■ Exercise: Count the lines in the items below that contain the string "rocky", with case counting, and reply with the number alone.

# # #

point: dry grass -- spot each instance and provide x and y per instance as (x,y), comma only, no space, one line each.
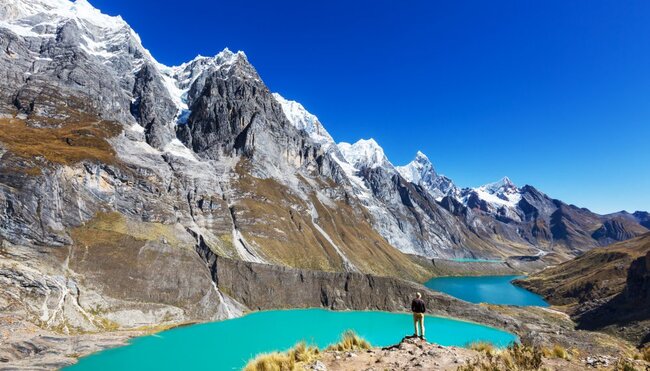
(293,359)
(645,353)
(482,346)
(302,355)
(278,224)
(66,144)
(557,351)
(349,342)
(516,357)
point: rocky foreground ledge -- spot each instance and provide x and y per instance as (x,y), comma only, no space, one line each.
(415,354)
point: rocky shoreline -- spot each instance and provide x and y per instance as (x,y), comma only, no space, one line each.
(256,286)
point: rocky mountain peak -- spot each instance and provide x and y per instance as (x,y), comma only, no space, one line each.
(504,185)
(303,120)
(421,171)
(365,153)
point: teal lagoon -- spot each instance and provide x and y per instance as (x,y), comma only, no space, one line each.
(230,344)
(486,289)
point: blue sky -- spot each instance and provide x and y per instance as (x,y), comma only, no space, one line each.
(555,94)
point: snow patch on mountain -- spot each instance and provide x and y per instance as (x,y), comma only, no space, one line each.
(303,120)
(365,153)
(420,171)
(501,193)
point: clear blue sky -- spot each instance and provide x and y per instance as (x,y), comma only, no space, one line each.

# # #

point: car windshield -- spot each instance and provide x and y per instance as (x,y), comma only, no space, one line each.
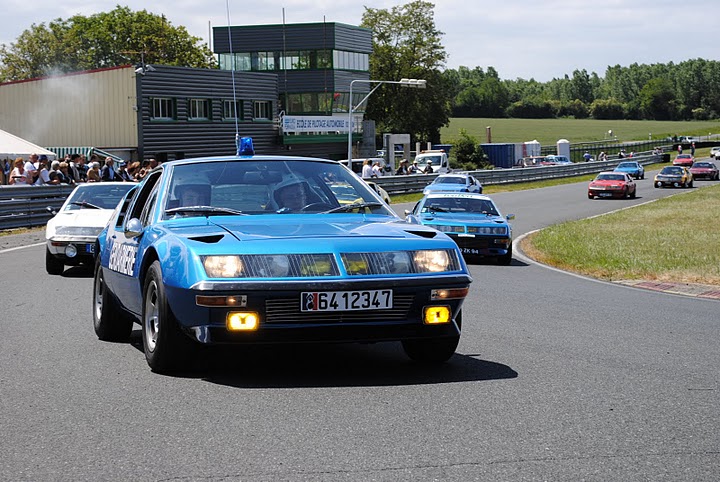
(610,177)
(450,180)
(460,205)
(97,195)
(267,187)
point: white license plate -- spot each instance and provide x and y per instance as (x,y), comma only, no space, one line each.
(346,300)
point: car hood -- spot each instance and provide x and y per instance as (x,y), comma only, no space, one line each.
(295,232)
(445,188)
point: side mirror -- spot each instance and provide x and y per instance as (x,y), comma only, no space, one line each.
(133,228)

# # #

■ Reply: 3